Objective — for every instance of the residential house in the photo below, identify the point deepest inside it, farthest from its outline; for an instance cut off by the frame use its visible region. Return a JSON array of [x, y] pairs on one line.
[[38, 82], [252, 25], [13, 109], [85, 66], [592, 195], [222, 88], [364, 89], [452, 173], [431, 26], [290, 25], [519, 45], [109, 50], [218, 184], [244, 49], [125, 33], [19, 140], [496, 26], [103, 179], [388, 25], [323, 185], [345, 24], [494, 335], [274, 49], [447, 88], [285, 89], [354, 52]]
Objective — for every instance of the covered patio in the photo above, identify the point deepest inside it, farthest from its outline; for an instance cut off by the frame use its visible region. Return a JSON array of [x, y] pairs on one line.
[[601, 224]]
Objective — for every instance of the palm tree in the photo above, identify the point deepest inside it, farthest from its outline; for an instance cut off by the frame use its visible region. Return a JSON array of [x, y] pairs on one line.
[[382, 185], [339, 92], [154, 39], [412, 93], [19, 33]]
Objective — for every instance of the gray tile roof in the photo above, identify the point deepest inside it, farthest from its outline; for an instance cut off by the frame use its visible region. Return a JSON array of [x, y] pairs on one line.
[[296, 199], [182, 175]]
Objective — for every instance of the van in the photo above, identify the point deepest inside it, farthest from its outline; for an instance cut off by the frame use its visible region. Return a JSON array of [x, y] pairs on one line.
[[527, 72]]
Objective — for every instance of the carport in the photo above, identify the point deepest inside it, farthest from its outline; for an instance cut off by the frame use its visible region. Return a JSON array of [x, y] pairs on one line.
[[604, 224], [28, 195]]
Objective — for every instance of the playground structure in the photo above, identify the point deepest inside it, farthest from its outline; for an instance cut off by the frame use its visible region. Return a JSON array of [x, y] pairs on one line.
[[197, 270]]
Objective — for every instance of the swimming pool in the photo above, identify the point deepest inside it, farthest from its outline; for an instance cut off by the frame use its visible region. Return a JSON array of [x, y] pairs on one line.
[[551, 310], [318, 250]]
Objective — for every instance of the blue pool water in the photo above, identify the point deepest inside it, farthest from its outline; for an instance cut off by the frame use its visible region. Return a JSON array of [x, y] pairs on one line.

THE PROBLEM
Convert the data above, from its start through the line containing "[[604, 224], [28, 195]]", into a two-column CSV headed text and answer. Give each text and the answer that follows it one row, with both fields quoted and any line breaks replaced by spaces.

SOLUTION TO THIS TASK
text,answer
"Objective — for every instance of the residential house in the photo below, identify the point deepest inside it, farthest from its outline; for an instance cut off by the frame use its visible region. Return a JSON array of [x, y] pairs on one line.","[[38, 82], [252, 25], [13, 109], [85, 66], [592, 195], [222, 88], [364, 89], [452, 173], [431, 26], [290, 25], [519, 45], [109, 50], [218, 184], [244, 49], [125, 33], [19, 140], [496, 26], [103, 179], [388, 25], [323, 185], [345, 24], [494, 335], [274, 49], [447, 88], [285, 89], [354, 52]]"
"Objective — for every instance of the covered patio in the photo above, identify the point deepest inside it, farthest from its outline; for an instance cut off by the frame use its visible region. Return a JSON array of [x, y] pairs on one line.","[[601, 224]]"
"Objective — for every instance of the palm tree in the photo above, identify the point deepest inside it, farthest from its outline; for an instance cut off by the frame use its visible region. Return a JSON array of [x, y] pairs on one line.","[[382, 185], [339, 92], [154, 39], [412, 93], [19, 33]]"
"Objective — for every instance of the gray tile roof in the photo above, identify the point deepest inside it, farthest from its outline; for an instance cut off by the frame use its visible region. Return a JSON array of [x, y] pairs on one line.","[[296, 199], [182, 175]]"
"Objective — for every instance of the van in the photo above, identify the point deepest inside it, farthest from its outline; for an instance cut off by the frame use its visible region. Return a JSON array of [x, y] pairs on one line.","[[527, 72]]"
"Objective — for every instance of the carport in the photo above, identify the point deepest inside it, farthest from its outline; for an instance cut off by the frame use its visible region. Return a JSON array of [x, y] pairs on one line.","[[604, 224], [28, 195]]"